* SUPPLIED TEXT
Introduction to Deep RL

rl ml

Let’s start with Ayanokoji’s story!

He quietly sits in class 1-D, observing. He doesn’t ask questions, doesn’t seek attention, yet every move he takes is precise.You may have observed he doesn’t just act at random though he is learns, refine his strategies, and adapt to his environment.

Now, let’s dive into RL!

Before we start exploring, let’s understand what an Agent and an Environment is!

Agent

The agent is the learner or decision-maker. It interacts with the environment, takes actions, and learns from the feedback (rewards/penalties). The interaction is through trial and error while performing actions.

Ayanokoji, analyzing his classmates and making strategic moves.

Environment

The environment is everything the agent interacts with. It provides states, receives the agent’s actions, and gives rewards as feedback.

The Advanced Nurturing High School, full of unpredictable students and hidden rules (for Ayanokoji).

One important note here is, each action executed is without any supervision because that’s how we as human learn (through interaction).

RL is just a computational approach of learning from actions.

The RL Framework!

RL Process.

The RL Process is a loop of state, action, reward and next state.

RL models decision making in an interactive environment where an agent learns to take actions to maximize cumulative rewards.

The process follows Markov Decision Process (MDP), which consists of:

State Space (S): The set of all possible states $s_t$ that can be in.
Action Space (A): The set of all possible actions $a_t$ that can take.
Transition Dynamics (P(s’|s, a)): The probability of moving to a new state s’ given the current state ‘s’ and action ‘a’.
Reward Function (R(s, a)): A function that gives a scalar reward $r_t$ when the agent takes an action $a_t$ in state $s_t$

We will look into more RL terminologies:

states, observations, action spaces
policies
trajectories
different formulations of return
Exploration and Exploitation Trade-off

States, Observation and Action Spaces

Imagine Ayanokoji in Classroom of the Elites. He always operates with perfect awareness of situations, analyzing every variable. If he knows everything about a scenario—his classmates’ intentions, hidden motives, and all external factors—that’s a state (complete information).

But most students don’t see the full picture. They only perceive what’s right in front of them—fragments of the truth. That’s an observation (partial information).

Fully vs. Partially Observed Environments

Fully Observed: If Ayanokoji has access to all relevant data, he can make perfect decisions.

Partially Observed: If he lacks key details (e.g., another class’s secret plan), he must strategize under uncertainty—just like RL agents in real-world applications.

So much like Ayanokoji, RL agents must decide whether they have all the facts or just a piece of the puzzle—and act accordingly.

The set of all the valid actions in a given environment is often called the action space. There are two types of action spaces, Discrete and Continuous.

* RAW DATA
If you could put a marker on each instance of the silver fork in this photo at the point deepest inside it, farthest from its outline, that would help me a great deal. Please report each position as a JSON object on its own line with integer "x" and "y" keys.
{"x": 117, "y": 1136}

* WRITTEN INSTRUCTION A
In the RL introduction, why is each action executed without any supervision?
* WRITTEN INSTRUCTION B
Write out the stretch of the RL introduction from "Transition Dynamics (P(s’|s, a)): The" through "state (complete information).".
The data was drawn from a source separate from the text.

* CORRECT RESULT A
Each action is executed without supervision because that is how humans learn, through interaction.

* CORRECT RESULT B
Transition Dynamics (P(s’|s, a)): The probability of moving to a new state s’ given the current state ‘s’ and action ‘a’.
Reward Function (R(s, a)): A function that gives a scalar reward $r_t$ when the agent takes an action $a_t$ in state $s_t$

We will look into more RL terminologies:

states, observations, action spaces
policies
trajectories
different formulations of return
Exploration and Exploitation Trade-off

States, Observation and Action Spaces

Imagine Ayanokoji in Classroom of the Elites. He always operates with perfect awareness of situations, analyzing every variable. If he knows everything about a scenario—his classmates’ intentions, hidden motives, and all external factors—that’s a state (complete information).